## Passage shown
◆ ◆ ◆ ◆

Marking
its 40th anniversary today is the sixth full length studio LP from
Cabaret Voltaire, Micro-Phonies, which was released on October 29th,
1984. It's the album that effectively marks the bands full transition
from avant-garde industrial provocateurs to EBM dance-floor domination.
Cabaret Voltaire had started
out their career in the early 1970s as an exploration of electronic
music created using non-musical tools. Their early works were primarily
abstract tape loop experiments and forays into hand made electronics,
like custom oscillators. Gradually, however, they began to incorporate
more traditional instrumentation into their sound, especially the use of
percussion, drum machines and actual drum kits. A sense of rhythmic
awareness soon started to indicate a penchant for making music that
people could actually dance to. This latent funkiness would start to
manifest from their first LP release, Mix-Up, in 1979, but by 1982's
2x45, the focus on rhythm had become explicit. The departure of
co-founder, Chris Watson, during the middle of that album's production
was a key point of departure for the band to shed their experimental
skin and move into something entirely more dance-floor friendly.

◆ ◆ ◆ ◆

## Data shown
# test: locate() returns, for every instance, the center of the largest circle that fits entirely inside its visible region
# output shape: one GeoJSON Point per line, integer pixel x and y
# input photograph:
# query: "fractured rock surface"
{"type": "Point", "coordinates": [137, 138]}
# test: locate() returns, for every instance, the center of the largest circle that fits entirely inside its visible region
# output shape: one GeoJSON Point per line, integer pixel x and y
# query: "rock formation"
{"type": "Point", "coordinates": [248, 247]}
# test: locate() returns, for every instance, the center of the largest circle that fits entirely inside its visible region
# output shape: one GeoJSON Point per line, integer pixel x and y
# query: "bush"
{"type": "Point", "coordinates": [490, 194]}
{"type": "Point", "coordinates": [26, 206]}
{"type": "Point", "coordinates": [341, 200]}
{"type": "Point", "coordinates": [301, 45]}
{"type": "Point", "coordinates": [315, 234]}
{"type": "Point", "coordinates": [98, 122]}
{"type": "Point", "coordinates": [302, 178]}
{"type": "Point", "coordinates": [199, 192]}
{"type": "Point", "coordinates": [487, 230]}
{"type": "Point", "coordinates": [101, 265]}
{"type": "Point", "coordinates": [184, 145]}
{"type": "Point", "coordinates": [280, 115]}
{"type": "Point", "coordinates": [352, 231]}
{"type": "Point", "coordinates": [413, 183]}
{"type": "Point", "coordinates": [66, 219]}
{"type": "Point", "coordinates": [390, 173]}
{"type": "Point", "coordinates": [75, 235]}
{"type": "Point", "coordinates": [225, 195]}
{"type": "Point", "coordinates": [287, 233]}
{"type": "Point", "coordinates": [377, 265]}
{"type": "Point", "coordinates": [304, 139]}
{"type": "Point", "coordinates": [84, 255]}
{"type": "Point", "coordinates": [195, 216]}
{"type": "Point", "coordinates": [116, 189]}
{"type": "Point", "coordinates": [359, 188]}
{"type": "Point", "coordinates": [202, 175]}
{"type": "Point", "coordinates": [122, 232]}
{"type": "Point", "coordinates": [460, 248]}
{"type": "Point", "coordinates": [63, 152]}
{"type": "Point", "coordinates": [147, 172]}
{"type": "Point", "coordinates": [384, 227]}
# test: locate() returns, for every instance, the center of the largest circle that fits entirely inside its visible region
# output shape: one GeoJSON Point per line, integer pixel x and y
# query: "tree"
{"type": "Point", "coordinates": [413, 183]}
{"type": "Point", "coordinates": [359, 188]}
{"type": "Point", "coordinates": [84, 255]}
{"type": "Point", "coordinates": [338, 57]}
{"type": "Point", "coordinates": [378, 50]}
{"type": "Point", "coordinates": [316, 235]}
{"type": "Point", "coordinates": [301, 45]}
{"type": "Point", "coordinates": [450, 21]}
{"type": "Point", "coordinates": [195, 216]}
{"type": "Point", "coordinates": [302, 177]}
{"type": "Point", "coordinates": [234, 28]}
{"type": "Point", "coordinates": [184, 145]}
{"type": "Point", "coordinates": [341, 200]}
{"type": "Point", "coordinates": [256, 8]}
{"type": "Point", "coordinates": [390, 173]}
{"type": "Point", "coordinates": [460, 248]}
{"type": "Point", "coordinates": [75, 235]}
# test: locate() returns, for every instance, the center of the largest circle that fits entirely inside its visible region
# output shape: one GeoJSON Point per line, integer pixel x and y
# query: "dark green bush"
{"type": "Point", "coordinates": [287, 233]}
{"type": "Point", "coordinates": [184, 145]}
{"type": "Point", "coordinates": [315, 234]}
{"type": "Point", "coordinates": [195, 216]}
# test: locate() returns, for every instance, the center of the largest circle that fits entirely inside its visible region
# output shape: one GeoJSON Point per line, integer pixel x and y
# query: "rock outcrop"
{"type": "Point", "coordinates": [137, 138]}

◆ ◆ ◆ ◆

## What you need to do
• A. Answer these from the Cabaret Voltaire passage:
(i) On what date was Micro-Phonies released?
(ii) What was the band's first LP release, and in what year did it appear?
(iii) Which co-founder left during the production of 2x45?
• B. Carry on the Cabaret Voltaire passage, starting after its final sentence.

## Answer set
• A.
(i) October 29th, 1984
(ii) Mix-Up, in 1979
(iii) Chris Watson

• B.
The
release of the John Robbie remixed version of Yashar as a 12" single in
July of 1983 was the first proper disco salvo from the group, as their
intention of invading the alternative dance-floors of the club scene
became explicit. This was soon followed by the release of The Crackdown
LP in August of that year. That album offered up an entirely revamped
version of the group. Their "glow-up" came courtesy of some key
innovations in the realm of electronic music making. A new generation
of drum machines, sequencers and synthesizers, along with the
introduction of digital sampling, had caused a C-change on the landscape
of electronic music, supplanting the wobbly inaccuracies of voltage
controlled step sequencers and synchronization architecture with the
precision of digital interfaces, MIDI, that offered pin-point accuracy
when it came to creating percussion and drum patterns and the attendant
bass and melodic sequences that accompanied them. The Crackdown was a
solid step into that arena, while Micro-Phonies was the group fully
making themselves at home in their new domain.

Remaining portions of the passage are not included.